EXERCISE OBJECTIVE:
Continue the reflection on being too anxious to help strangers, picking up right after its final sentence.

TEXT EXCERPT:

§ §

Joel - I actually agree with that aspect of government policy. I think for various reasons society has become scared to help one another and it's driving us apart. A friend of ours has just been saying how no-one helps with the pushing of cars in the snow now, something as simple as that and yet a hugely helpful thing. I didn't tell him that the other day I avoided helping people in just such a situation because I was actually nervous of the interaction, it being taken wrong. Nothing specific. In fact, I think over recent years I've developed a tendency towards not wanting to speak to others.
I am anxious of other people and think others are geting that way too. I can't see a way around changing it (though I try).
There was only me and the chap I was supporting and this poorly chap in the cinem,a seeing this film. I feel I should have said something.

§ §

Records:
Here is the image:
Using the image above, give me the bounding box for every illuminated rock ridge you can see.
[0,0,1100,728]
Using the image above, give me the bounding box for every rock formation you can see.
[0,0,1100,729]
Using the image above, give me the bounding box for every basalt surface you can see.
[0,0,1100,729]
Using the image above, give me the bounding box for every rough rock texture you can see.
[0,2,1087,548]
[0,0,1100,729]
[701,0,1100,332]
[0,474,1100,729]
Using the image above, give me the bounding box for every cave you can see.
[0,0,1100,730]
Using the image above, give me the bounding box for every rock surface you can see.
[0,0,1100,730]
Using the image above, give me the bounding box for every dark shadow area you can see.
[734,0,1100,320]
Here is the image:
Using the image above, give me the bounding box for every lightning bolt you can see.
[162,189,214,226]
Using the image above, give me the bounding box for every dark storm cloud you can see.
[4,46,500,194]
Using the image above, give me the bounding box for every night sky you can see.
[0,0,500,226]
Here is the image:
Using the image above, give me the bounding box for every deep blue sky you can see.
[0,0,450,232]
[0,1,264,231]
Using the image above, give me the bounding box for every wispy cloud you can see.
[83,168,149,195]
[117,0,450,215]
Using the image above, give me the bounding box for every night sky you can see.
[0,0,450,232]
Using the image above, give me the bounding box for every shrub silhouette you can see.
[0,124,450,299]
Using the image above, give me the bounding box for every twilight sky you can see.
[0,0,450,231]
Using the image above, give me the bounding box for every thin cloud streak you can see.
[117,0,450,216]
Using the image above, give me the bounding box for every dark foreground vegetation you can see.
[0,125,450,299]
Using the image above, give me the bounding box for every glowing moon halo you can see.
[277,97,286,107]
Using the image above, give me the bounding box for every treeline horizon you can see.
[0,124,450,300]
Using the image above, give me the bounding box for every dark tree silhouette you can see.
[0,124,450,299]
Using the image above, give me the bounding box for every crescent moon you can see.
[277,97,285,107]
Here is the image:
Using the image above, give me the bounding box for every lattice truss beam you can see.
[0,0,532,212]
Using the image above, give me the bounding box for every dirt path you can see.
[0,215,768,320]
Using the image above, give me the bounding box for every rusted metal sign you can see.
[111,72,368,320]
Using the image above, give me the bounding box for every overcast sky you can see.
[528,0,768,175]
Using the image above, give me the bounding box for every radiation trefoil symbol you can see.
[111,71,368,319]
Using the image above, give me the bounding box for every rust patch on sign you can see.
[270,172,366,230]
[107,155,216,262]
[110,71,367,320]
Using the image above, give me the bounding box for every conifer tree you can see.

§ §

TASK OUTPUT:
It's odd, this feeling that film conjured. All the empty streets and people not really connecting for the most part. It felt like a reflection of what was happening with me in the audience.
Yes, John - no conflict in the film. It has a tone that's come about since series like The Office, that casual, fly on the wall approach, sort of lazy verite. It feels like it should strike us as real but it's becoming to me a little easy to dismiss, hard to get worked up about. Compare this film with the urgency of Close Encounters - somehow that film felt more real than this one, and yet it too felt naturalistic at the time.
(Poor Spielberg, btw...it's like he's gone, isn't it?)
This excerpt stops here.